● STORED DATA:
———
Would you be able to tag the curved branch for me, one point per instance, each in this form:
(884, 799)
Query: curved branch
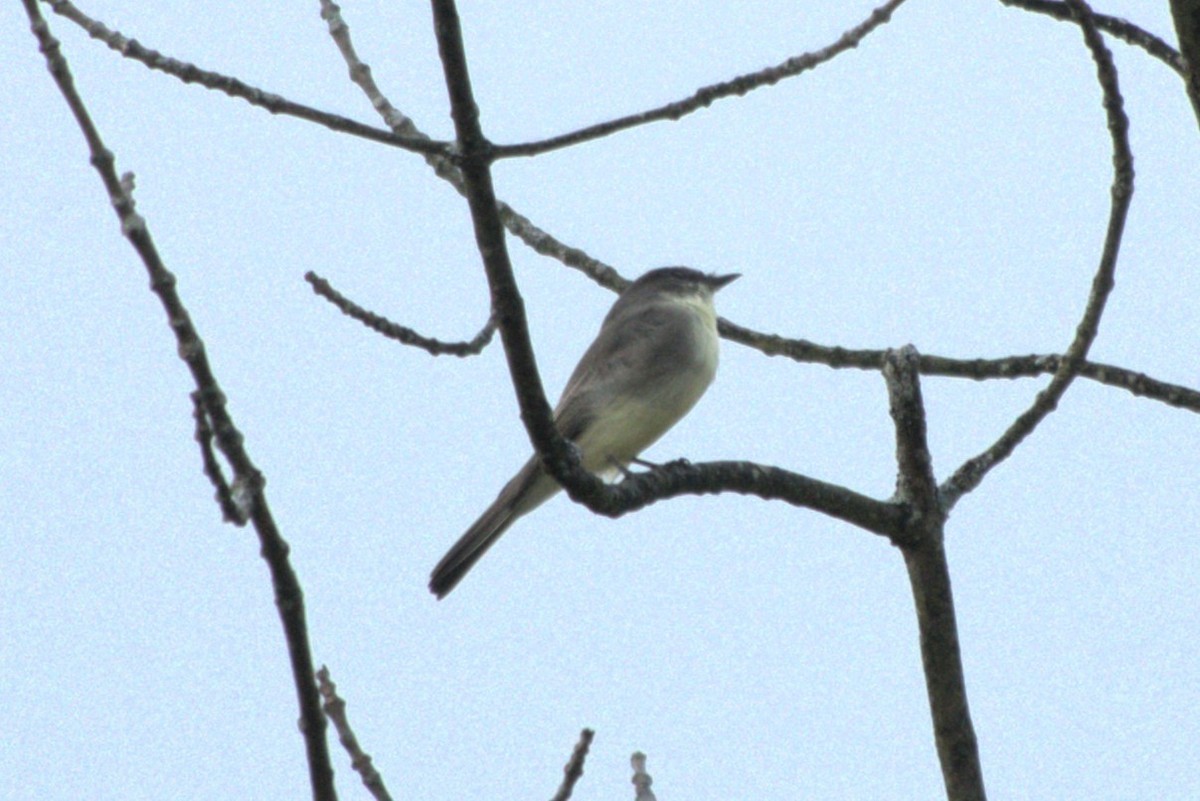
(969, 476)
(234, 88)
(1007, 367)
(1121, 29)
(706, 96)
(247, 491)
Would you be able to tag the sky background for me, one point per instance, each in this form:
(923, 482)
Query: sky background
(943, 185)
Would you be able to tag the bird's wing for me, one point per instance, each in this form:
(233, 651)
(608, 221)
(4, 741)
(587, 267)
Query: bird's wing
(612, 366)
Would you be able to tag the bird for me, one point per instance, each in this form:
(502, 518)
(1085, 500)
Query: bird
(653, 359)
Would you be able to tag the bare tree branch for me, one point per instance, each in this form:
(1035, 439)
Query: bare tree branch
(247, 487)
(969, 476)
(605, 275)
(335, 710)
(1186, 14)
(706, 96)
(929, 576)
(234, 88)
(641, 780)
(1007, 367)
(399, 332)
(1119, 28)
(574, 768)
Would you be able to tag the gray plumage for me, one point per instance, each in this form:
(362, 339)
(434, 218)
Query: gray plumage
(654, 356)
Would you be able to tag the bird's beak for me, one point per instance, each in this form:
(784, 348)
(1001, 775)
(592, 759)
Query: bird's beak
(715, 282)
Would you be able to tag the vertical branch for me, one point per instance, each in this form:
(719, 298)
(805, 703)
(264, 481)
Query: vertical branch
(924, 555)
(247, 487)
(474, 157)
(1187, 28)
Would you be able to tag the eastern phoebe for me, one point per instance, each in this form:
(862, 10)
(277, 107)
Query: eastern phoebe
(654, 356)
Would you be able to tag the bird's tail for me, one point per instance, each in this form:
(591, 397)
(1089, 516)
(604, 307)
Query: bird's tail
(527, 491)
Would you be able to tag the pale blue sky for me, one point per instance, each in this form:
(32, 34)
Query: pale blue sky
(943, 185)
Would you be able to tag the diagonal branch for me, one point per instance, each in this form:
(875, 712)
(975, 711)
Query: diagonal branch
(706, 96)
(969, 476)
(400, 332)
(1186, 14)
(1007, 367)
(234, 88)
(1116, 26)
(249, 482)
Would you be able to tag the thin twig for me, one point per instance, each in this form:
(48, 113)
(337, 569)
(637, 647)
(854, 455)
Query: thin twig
(1186, 14)
(574, 769)
(1007, 367)
(190, 73)
(969, 476)
(360, 760)
(706, 96)
(1119, 28)
(641, 780)
(400, 332)
(249, 482)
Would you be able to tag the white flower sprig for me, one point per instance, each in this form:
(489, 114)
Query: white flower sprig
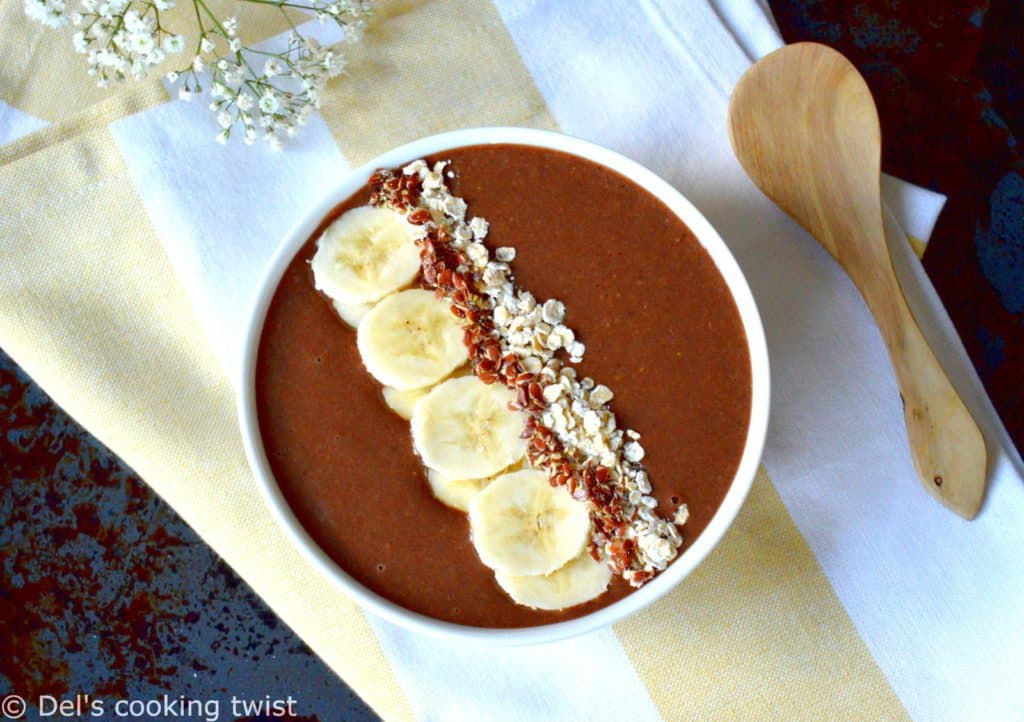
(265, 94)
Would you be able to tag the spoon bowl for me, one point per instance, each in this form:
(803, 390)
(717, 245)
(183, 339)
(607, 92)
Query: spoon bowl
(804, 126)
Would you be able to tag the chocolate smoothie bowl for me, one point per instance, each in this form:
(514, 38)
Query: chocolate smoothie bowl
(504, 384)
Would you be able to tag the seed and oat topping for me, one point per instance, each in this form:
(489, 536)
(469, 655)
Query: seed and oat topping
(516, 340)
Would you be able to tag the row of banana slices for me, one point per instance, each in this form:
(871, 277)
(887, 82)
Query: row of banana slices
(531, 535)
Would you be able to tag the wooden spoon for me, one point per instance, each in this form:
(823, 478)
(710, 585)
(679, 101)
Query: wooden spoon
(804, 126)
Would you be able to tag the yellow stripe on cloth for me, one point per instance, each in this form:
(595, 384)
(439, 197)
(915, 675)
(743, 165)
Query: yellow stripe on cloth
(757, 632)
(918, 245)
(90, 306)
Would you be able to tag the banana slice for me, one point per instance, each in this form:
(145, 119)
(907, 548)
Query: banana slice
(352, 313)
(521, 525)
(578, 582)
(411, 340)
(401, 402)
(465, 429)
(366, 254)
(455, 493)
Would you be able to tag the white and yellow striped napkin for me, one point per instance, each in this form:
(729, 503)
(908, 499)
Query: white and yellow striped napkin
(131, 244)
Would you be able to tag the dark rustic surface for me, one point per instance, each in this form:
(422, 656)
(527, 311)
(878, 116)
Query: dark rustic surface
(103, 590)
(948, 80)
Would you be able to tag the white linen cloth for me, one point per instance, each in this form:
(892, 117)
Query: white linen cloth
(936, 599)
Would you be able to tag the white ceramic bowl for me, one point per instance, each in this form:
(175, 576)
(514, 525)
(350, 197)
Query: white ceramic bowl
(708, 238)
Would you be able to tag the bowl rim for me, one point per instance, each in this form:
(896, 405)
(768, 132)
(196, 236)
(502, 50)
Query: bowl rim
(706, 235)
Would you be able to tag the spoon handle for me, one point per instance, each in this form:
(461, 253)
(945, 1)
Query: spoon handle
(947, 447)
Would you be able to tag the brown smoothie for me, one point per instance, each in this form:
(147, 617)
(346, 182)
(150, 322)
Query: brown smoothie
(662, 331)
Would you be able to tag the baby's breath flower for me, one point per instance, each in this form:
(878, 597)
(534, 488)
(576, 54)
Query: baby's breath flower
(174, 43)
(50, 12)
(270, 95)
(268, 102)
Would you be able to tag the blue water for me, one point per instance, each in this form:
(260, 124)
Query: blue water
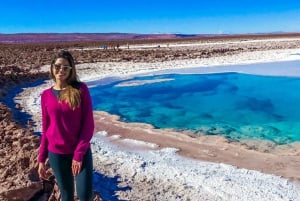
(236, 105)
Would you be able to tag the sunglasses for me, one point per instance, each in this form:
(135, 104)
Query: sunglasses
(58, 67)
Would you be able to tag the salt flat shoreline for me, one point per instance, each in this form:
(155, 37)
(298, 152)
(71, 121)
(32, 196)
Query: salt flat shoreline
(142, 163)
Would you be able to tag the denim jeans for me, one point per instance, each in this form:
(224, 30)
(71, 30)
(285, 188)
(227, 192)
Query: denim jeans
(61, 166)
———
● WHAT YOU WILL DO:
The response has to be an exact copy of all the data, pictures excluded.

● ANSWER TO THE EXERCISE:
Would you be able to tag the curved branch for me, one point per instance, each in this form:
(884, 799)
Query: curved branch
(969, 476)
(234, 88)
(1007, 367)
(1121, 29)
(706, 96)
(247, 491)
Would you be able to tag the sky background for me, one point per instance, each in this form:
(923, 482)
Query: sky background
(943, 185)
Would you be able to tag the bird's wing for me, one point per instance, each in this form:
(233, 651)
(608, 221)
(4, 741)
(587, 267)
Query: bird's wing
(612, 366)
Would you be able to tag the bird for me, one point per instance, each in this form:
(502, 518)
(1085, 500)
Query: bird
(653, 359)
Would you be able to tag the bare tree branch for me, one point per instance, each in this form:
(1035, 439)
Query: bare tree branch
(247, 487)
(969, 476)
(605, 275)
(335, 710)
(1186, 14)
(706, 96)
(929, 576)
(234, 88)
(641, 780)
(1007, 367)
(399, 332)
(1119, 28)
(574, 768)
Would you be able to tag the gray plumage for me, one point per instance, each in this form:
(362, 339)
(434, 218)
Query: gray plumage
(654, 356)
Would you be able to tag the bird's beak for me, one point per instance, each in this form:
(784, 348)
(1001, 775)
(592, 759)
Query: bird's beak
(715, 282)
Would you be able to tag the vertical branch for me, one point per instance, each in this form:
(719, 298)
(805, 703)
(264, 481)
Query: vertical branch
(924, 555)
(247, 487)
(474, 157)
(1187, 28)
Would you be able to tag the eastern phoebe for me, one point per instance, each in this form:
(862, 10)
(277, 107)
Query: eastern phoebe
(654, 356)
Would you be able to tag the bird's tail for me, one point per instance, each in this form:
(591, 397)
(1089, 516)
(604, 307)
Query: bird's tail
(527, 491)
Would you be able to tag the pale blue sky for me, one point per instance, each in this form:
(32, 34)
Query: pale blue sky
(943, 185)
Would you be able to tag the diagonal branch for me, one point per instance, each in this form:
(875, 712)
(975, 711)
Query: diagonal branch
(706, 96)
(969, 476)
(400, 332)
(1186, 14)
(1007, 367)
(234, 88)
(1116, 26)
(249, 482)
Would you be able to tag the thin twig for me, one point per instance, each in this form:
(48, 113)
(337, 569)
(637, 647)
(854, 455)
Query: thin twig
(1186, 14)
(574, 769)
(1007, 367)
(190, 73)
(969, 476)
(360, 760)
(706, 96)
(1119, 28)
(641, 780)
(400, 332)
(249, 482)
Would you be able to tag the white flower sprig for me, one point per instance, each in this form:
(489, 114)
Query: white flower sprig
(265, 94)
Would you be able to tag the spoon bowl for me, one point per instance, each in this form:
(803, 390)
(717, 245)
(183, 339)
(607, 92)
Query: spoon bowl
(804, 126)
Would you be able to tag the chocolate smoothie bowl for me, one point per instance, each in this form:
(514, 38)
Query: chocolate smoothie bowl
(504, 384)
Would you be able to tag the seed and oat topping for me, one point per instance, each in this form:
(489, 536)
(469, 655)
Query: seed and oat topping
(516, 340)
Would you be able to tag the row of banana slices for me, one point per instance, each in this form:
(871, 277)
(887, 82)
Query: row of banana slices
(531, 535)
Would you be able to tag the wooden spoon for me, one point per instance, each in this form:
(823, 478)
(710, 585)
(679, 101)
Query: wooden spoon
(804, 126)
Would you be able to tag the yellow stripe on cloth for me, one point per instance, each in this form:
(595, 384)
(439, 197)
(915, 675)
(743, 165)
Query: yellow stripe on cloth
(757, 632)
(918, 245)
(90, 306)
Would you be able to tag the banana slice for me, one point per instance, each in this form:
(145, 119)
(907, 548)
Query: banana slice
(352, 313)
(521, 525)
(578, 582)
(411, 340)
(401, 402)
(465, 429)
(366, 254)
(455, 493)
Would you be able to tag the white and yellow striped napkin for me, one point per instance, each in this form:
(729, 503)
(908, 499)
Query: white and yellow striped napkin
(131, 244)
Would you be able to tag the dark rustic surface for me, one point per instance, each in this form:
(422, 656)
(527, 311)
(878, 116)
Query: dark rustic surface
(103, 590)
(948, 80)
Would you be able to tag the white linen cloth for me, one point per instance, each in this form:
(892, 117)
Query: white linen cloth
(936, 599)
Would you be able to tag the white ceramic bowl for me, one point per instance, each in this form:
(175, 576)
(514, 525)
(350, 197)
Query: white ceramic bowl
(708, 238)
Would you be able to tag the bowl rim for me, one point per instance, each in this form:
(896, 405)
(768, 132)
(196, 236)
(502, 50)
Query: bowl rim
(706, 235)
Would you be able to tag the spoon handle for me, one point per instance, each in this form:
(461, 253)
(945, 1)
Query: spoon handle
(947, 447)
Would you be able to tag the brown smoothie for me, one point per instance, each in this form:
(147, 617)
(346, 182)
(150, 322)
Query: brown smoothie
(662, 331)
Would you be able to tag the baby's breath flower for me, one point per instance, each in this form:
(878, 597)
(534, 488)
(576, 54)
Query: baby's breath flower
(174, 43)
(50, 12)
(270, 95)
(268, 102)
Would you be able to tag the blue water for me, one point per instance, each in this form:
(260, 124)
Query: blue water
(236, 105)
Would you be able to tag the sunglasses for me, one point per instance, each in this form:
(135, 104)
Query: sunglasses
(58, 67)
Would you be able to tag the salt flat shoreline for me, one point per instance, each in this form:
(155, 37)
(298, 152)
(71, 121)
(32, 196)
Query: salt flat shoreline
(142, 163)
Would you be able to tag the denim jeans for me, one point per instance, each in this form:
(224, 30)
(71, 30)
(285, 188)
(227, 192)
Query: denim jeans
(61, 166)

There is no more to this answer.